• [WORK INSTRUCTIONS]: Make an exact copy of the listing below.

• [RECORDS SHOWN]:
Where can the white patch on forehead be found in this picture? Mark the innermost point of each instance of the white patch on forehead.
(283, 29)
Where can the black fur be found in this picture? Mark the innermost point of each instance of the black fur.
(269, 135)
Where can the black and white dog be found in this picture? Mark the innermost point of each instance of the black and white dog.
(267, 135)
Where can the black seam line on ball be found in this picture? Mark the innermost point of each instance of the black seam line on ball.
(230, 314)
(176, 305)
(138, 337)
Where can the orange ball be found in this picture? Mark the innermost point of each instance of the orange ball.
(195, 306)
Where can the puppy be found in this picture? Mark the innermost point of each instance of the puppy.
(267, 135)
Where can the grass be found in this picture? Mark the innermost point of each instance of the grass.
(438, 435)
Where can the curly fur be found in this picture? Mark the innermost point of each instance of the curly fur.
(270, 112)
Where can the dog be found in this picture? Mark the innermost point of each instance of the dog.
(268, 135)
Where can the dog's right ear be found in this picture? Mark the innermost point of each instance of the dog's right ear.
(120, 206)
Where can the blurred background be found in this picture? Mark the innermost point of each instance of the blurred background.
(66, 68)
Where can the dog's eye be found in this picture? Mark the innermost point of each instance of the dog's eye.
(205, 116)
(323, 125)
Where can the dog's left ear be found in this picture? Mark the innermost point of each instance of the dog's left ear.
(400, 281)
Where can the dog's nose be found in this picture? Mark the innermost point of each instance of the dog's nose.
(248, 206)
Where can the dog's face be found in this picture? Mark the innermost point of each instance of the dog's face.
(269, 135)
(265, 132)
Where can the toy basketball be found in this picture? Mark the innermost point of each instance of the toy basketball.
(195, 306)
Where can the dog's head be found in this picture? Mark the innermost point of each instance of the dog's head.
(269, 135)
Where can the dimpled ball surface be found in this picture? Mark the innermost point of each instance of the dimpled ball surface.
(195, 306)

• [RESPONSE TO THE EXERCISE]:
Where can the white patch on forehead be found in this picture? Mark the innermost point of each instance of the white patch on forehead.
(283, 29)
Where can the black fur be found in this picture? Mark the innermost point of each instance of the black fur.
(269, 135)
Where can the black and white dog be found in this picture? Mark the innermost point of each instance of the black and white dog.
(267, 135)
Where can the black seam line on ball be found in this picture? Mark the innermost point of each instance of the black seam line on ball.
(230, 314)
(176, 305)
(138, 337)
Where can the orange ball be found in this picture? Mark the innermost point of each instance of the orange ball.
(195, 306)
Where can the puppy be found in this picture? Mark the innermost point of each instance of the puppy.
(267, 135)
Where can the grass be found in this picture? Mark the innermost point of each instance of the grass.
(438, 435)
Where can the curly fur be found in this picture? Mark the innermost point of each instance of the curly fur.
(270, 112)
Where can the dog be found in this picture? Mark the innermost point of each instance of the dog.
(268, 135)
Where can the dog's right ear be found in this picture? Mark the innermost point of each instance of the dog's right ear.
(120, 206)
Where can the blurred background be found in this picture? Mark the innermost point of each instance of the blurred background.
(66, 68)
Where can the dog's eye be found in this picture? Mark the innermost point of each instance of the dog's eye.
(205, 116)
(323, 125)
Where can the dog's left ear be found in this picture? Mark the innermost point of each instance of the dog's left ear.
(400, 281)
Where can the dog's nose be found in this picture? Mark the innermost point of each instance of the dog's nose.
(248, 206)
Where can the dog's face be found in this picture? Mark the innermost point of each instance of the dog's face.
(269, 135)
(265, 132)
Where can the toy basketball be found in this picture? Mark the innermost point of each instance of the toy basketball.
(195, 306)
Where can the dog's head be found in this picture? Mark the innermost point of each instance of the dog's head.
(269, 135)
Where can the dimpled ball surface be found in this picture? Mark the innermost point of each instance of the dimpled ball surface.
(195, 306)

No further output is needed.